Picture shape labeling items:
* start *

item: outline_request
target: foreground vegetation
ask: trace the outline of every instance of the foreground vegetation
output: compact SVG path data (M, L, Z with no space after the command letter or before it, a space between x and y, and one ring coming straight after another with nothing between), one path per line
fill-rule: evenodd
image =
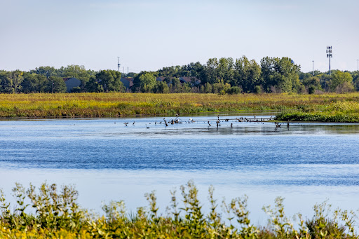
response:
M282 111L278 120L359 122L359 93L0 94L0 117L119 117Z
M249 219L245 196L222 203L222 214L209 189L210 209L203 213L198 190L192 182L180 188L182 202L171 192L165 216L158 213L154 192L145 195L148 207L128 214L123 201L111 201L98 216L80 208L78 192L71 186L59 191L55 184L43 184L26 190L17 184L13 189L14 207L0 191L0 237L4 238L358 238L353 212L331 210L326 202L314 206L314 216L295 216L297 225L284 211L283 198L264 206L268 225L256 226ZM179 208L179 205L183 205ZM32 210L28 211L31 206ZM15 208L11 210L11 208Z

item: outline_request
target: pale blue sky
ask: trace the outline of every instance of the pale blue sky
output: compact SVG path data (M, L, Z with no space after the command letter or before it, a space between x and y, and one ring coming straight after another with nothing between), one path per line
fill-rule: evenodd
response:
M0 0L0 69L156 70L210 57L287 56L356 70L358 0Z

* end *
* start *

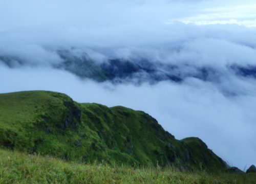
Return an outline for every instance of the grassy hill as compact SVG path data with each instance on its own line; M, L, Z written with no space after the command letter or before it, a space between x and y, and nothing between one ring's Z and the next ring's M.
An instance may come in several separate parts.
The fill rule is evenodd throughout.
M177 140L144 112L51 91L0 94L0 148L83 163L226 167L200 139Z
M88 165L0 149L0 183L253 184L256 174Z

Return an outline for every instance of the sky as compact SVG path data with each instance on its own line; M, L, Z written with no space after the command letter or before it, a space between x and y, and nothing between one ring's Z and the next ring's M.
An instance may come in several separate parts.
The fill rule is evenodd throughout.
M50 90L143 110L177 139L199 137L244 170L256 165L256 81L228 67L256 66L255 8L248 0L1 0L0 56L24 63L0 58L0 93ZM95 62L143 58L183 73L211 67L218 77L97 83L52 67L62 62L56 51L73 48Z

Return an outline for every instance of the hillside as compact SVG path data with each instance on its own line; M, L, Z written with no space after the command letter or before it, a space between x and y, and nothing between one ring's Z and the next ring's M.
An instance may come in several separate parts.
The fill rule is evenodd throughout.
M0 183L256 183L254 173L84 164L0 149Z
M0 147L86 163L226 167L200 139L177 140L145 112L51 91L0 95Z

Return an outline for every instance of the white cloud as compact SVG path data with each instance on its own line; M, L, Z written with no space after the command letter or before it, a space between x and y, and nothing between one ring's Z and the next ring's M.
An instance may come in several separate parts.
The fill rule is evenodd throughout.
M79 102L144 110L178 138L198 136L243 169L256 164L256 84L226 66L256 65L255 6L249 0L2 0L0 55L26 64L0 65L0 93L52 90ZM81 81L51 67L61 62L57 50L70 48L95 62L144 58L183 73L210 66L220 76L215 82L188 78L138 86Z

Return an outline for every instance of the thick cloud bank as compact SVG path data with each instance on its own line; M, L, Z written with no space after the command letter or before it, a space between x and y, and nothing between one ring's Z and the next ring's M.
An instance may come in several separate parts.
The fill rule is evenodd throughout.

* end *

DIRECTION: Give back, word for word, everything from the line containing "Return an outline for every instance of the hillside" down to the line containing "M0 183L256 183L254 173L84 164L0 149Z", including both of those lines.

TASK RESPONSE:
Return an outline for every instance of the hillside as compact SVG path data with each instance on its own line; M, L, Z written with no space after the command letter or before it, a space between x and y, and nothing between one ring's Z and the next ring's M.
An instance may come in several separate parts.
The fill rule is evenodd throughout.
M0 183L256 183L254 173L84 164L0 149Z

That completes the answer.